## [Tasks]
1 – Copy from the article on geofence warrants the passage starting at "The Fifth Circuit disagrees" and ending at "are as follows.".
2 – In the article on geofence warrants, what things did the assailant do to Cobbs at the Lake Cormorant Post Office before fleeing? List them all.
3 – According to the article on geofence warrants, what in the farm office video suggested that McThunel was using a cell phone, even though no phone appears in it?

## [Passage to read]
BEGIN

The Fifth Circuit disagrees with the Fourth Circuit and holds that geofence warrants are unconstitutional.

Author: Jim Chapman

 

In United States v. Smith, ___ F.4th ___, 2024 WL 3738050 (5th Cir. Aug. 9, 2024), the United States Court of Appeals for the Fifth Circuit disagreed with the United States Court of Appeals for the Fourth Circuit’s opinion in United States v. Chatrie, 107 F.4th 319 (4th Cir. 2024). Contrary to the Fourth Circuit’s conclusion, the Fifth Circuit held that law enforcement’s use of geofence warrants, at least under the circumstances of this case, is unconstitutional under the Fourth Amendment. The relevant facts are as follows.


            On February 5, 2018, three individuals robbed Sylvester Cobbs, who was a Contract Route Driver with the United States Postal Service. As a Route Driver, Cobbs delivered and picked up mail from five rural post offices in DeSoto County and Tunica County, Mississippi. At the time of the robbery, Cobbs was headed to Lake Cormorant, the fourth of five stops he would make along his route. The mail that Cobbs collected included registered mail bags, which contained cash receipts collected by the Postal Service from the sale of items such as money orders and stamps. By the time that Cobbs arrived at Lake Cormorant, he had already collected registered mail bags from three other post offices along his route.


            At approximately 5:20 p.m., Cobbs arrived at the Lake Cormorant Post Office. As he normally would, Cobbs backed his mail truck up to the back door, where he would retrieve mail bags waiting for him inside the Post Office. Before Cobbs could open the back door to the Post Office, however, an unknown assailant—later determined to be Defendant/Appellant Gilbert McThunel—sprayed Cobbs with pepper spray, struck Cobbs multiple times with a handgun, threatened to kill him, and grabbed the registered mail bags from Cobbs’ truck. The mail bags contained $60,706. Thereafter, McThunel fled, Cobbs drove his truck to the front of the Post Office, and Cobbs called 911.


            Approximately three days later, Postal Inspector Stephen Mathews began his investigation and was able to locate a video of the incident taken from a camera located at a farm office across the street from the Post Office. The video showed a red Hyundai and a large white SUV in the area. The video also showed McThunel getting out of the SUV before the robbery, walking behind the building, and waiting for Cobbs to arrive. While behind the building, McThunel had his hand up to his ear and elbow out for multiple minutes, consistent with talking on a cell phone, but the video does not show an actual cell phone. After assaulting Cobbs, McThunel went back behind the building, squatted down, and began looking at something in his hand, which appeared indicative of cell phone use. Based upon his examination of the video, Mathews surmised that three suspects were involved.

END

## [Entries provided]
BEGIN

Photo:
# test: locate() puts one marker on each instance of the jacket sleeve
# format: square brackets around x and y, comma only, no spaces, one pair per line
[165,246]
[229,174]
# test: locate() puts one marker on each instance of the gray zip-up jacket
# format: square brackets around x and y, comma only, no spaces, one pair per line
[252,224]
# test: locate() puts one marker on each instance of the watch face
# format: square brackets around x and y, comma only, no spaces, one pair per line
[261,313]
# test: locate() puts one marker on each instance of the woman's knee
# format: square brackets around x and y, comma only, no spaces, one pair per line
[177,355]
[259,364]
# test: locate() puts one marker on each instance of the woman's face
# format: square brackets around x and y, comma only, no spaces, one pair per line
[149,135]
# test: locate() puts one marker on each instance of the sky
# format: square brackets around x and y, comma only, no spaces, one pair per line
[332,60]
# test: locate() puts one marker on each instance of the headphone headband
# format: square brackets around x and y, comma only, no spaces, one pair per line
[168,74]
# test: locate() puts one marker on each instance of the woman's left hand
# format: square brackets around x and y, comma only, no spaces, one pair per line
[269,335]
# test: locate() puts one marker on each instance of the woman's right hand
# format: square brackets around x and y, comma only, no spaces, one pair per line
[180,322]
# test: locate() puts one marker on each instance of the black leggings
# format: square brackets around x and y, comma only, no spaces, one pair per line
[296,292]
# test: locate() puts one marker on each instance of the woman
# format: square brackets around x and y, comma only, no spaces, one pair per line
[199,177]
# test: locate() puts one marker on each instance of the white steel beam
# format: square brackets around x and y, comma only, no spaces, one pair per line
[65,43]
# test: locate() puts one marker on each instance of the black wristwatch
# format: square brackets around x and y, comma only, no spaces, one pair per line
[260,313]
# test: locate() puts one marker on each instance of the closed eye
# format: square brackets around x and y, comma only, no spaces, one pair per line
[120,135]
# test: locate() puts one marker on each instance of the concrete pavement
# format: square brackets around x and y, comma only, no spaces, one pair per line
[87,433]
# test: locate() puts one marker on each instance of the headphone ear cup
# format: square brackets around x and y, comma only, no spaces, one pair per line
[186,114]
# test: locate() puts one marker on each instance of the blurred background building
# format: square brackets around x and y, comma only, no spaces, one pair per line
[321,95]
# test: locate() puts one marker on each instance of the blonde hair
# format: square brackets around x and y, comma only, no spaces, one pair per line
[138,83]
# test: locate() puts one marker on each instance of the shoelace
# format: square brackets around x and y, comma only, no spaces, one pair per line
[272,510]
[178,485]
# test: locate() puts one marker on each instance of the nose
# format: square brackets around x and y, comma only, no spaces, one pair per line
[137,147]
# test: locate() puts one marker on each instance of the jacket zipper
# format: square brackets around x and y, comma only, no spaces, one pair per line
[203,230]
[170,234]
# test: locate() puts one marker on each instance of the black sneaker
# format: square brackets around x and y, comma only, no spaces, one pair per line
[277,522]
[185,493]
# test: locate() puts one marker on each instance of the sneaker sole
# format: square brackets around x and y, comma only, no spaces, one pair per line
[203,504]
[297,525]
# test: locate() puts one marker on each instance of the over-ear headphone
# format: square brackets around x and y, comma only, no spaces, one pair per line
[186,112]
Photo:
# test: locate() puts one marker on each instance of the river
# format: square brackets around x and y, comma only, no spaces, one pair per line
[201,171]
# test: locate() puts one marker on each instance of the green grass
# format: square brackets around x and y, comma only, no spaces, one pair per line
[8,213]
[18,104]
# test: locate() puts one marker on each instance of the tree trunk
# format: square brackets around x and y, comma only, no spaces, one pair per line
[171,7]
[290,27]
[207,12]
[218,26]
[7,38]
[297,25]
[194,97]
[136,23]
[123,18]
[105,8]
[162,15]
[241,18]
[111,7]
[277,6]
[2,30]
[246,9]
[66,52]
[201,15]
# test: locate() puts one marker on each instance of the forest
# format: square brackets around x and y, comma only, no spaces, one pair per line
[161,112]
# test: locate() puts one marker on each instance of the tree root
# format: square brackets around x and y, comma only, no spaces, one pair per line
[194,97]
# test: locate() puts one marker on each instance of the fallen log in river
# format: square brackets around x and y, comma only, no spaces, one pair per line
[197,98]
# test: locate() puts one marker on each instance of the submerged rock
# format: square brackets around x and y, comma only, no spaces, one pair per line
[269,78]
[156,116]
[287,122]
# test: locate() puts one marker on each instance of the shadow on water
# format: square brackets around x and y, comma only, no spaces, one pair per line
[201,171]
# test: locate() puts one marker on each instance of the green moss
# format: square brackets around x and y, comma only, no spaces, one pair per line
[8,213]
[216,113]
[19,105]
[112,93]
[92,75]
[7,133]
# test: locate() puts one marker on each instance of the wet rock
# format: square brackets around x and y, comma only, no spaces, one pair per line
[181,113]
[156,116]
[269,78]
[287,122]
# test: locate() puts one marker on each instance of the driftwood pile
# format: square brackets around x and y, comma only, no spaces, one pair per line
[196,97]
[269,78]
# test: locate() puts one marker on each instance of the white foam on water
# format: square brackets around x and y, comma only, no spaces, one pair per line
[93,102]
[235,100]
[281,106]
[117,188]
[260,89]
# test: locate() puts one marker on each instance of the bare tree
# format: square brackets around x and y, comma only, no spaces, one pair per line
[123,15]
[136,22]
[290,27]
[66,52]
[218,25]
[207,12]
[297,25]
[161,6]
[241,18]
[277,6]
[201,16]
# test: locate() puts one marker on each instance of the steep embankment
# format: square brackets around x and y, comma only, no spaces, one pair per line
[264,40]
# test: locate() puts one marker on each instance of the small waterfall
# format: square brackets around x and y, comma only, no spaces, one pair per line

END

## [Set of answers]
1 –
The Fifth Circuit disagrees with the Fourth Circuit and holds that geofence warrants are unconstitutional.

Author: Jim Chapman

 

In United States v. Smith, ___ F.4th ___, 2024 WL 3738050 (5th Cir. Aug. 9, 2024), the United States Court of Appeals for the Fifth Circuit disagreed with the United States Court of Appeals for the Fourth Circuit’s opinion in United States v. Chatrie, 107 F.4th 319 (4th Cir. 2024). Contrary to the Fourth Circuit’s conclusion, the Fifth Circuit held that law enforcement’s use of geofence warrants, at least under the circumstances of this case, is unconstitutional under the Fourth Amendment. The relevant facts are as follows.

2 –
- Sprayed Cobbs with pepper spray
- Struck Cobbs multiple times with a handgun
- Threatened to kill him
- Grabbed the registered mail bags from Cobbs' truck

3 – While waiting behind the building, he held his hand up to his ear with his elbow out for several minutes, which was consistent with talking on a cell phone. After the assault, he squatted down behind the building and looked at something in his hand, which appeared to indicate cell phone use.